GIVEN PASSAGE:
/---
Create personas before you design your website
Personas
are fictional depictions of your website’s target audiences. As composite
character sketches generated from researching your library users, they
represent the cornerstone of your website planning process and have an ongoing
role as the site evolves. Personas help to ensure that everyone is on the same
page about your main demographic.
To develop a
persona, you will need to learn about your users, and interviewing is a good
approach. Take a look at typical demographic audience segmentation to decide
who to interview. Find distinguishing characteristics about your library’s
patrons. Perhaps your community has a significant percentage of senior citizens
or distance education students.
Much like reference
interviews, user interviews are guided, open-ended conversations. Analysis of
interview transcripts or notes, though time-consuming, is an invaluable
opportunity to get to the heart of your users’ behaviors, needs, goals, and
motivations. The output is a thematically grouped list of behaviors, which is the
raw material for your persona.
Use Google Voice to implement text reference
Google
Voice gives you a single phone number that rings all your phones, saves your
voicemail online, transcribes your voicemail to text, and allows you to send
free text messages. You can use Google Voice from your computer, tablet, or
cellphone to respond to reference questions from patrons.
\---
WRITTEN INSTRUCTION: Extend the library technology tips beyond their last sentence, keeping the same style. The listing that comes next plays no part in this work.

DATA EXCERPT:
/---
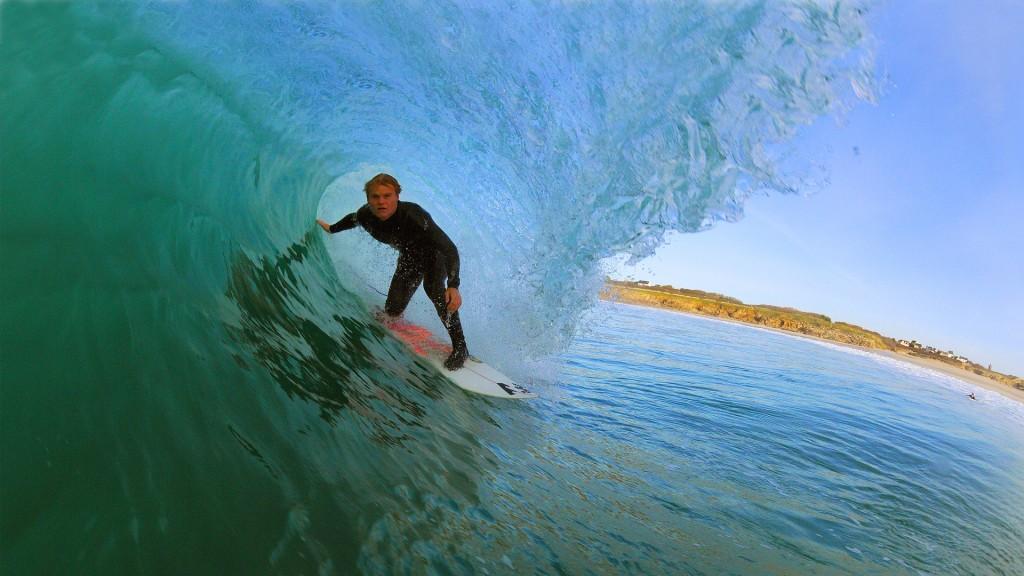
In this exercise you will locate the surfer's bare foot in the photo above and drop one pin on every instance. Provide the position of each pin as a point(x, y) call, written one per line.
point(457, 359)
\---
TASK RESPONSE:
Simply enter the
recipient’s phone number (which must be able to receive text messages as most
all cellphones can), type your message, and click “send.” You can use the
service to reply by text message to a voicemail, call, or text. Patrons can
respond to your text from their phone, and you can respond from your Google
Voice account and browser. Only one librarian can be logged in to the Google
Voice account at a time. You can configure LibraryH3lp to route text messages through its interface,
where librarians can respond as they would to any other message.
Visualize your Twitter relationships with Mentionmapp
Mentionmapp
displays connections among your followers, along with the hashtags they are
using. The interface is simple, yet the information it provides can be
significant. To get started, sign in with your Twitter account and enter your
library’s handle into search. Mentionmapp scans your account’s recent tweets
and hashtags, along with those of your followers, and draws a map of
connections along with hashtag labels. Lines between two entities indicate a
connection, with the line’s thickness proportional to the strength of the
connection. Hovering over lines yields data such as the number of interactions
or uses of a hashtag.
Once you get the
hang of navigating these connections and interpreting the data, you can begin
to draw conclusions. For example, if you notice several library followers using
a hashtag, you know it’s a topic of interest. You may want to jump into the
conversation, whether to participate in the meme or to suggest library
resources.
This
article is adapted from The Tech Set #11–20. ELLYSA KROSKI, series
editor, is manager of information systems at the New York Law Institute as well
as a writer, educator, and speaker. Authors for the series are Marshall
Breeding, Jason A. Clark, Joe Murphy, Kenneth J. Varnum, Sarah K. Steiner,
Michael Lascarides, Greg R. Notess, Aaron Schmidt, Amanda Etches, Amanda
Bielskas, Kathleen M. Dreyer, Robin M. Fay, and Michael P. Sauers. The Tech Set
is available
for purchase in the ALA
Store. Click on an individual book cover (above) to purchase titles separately.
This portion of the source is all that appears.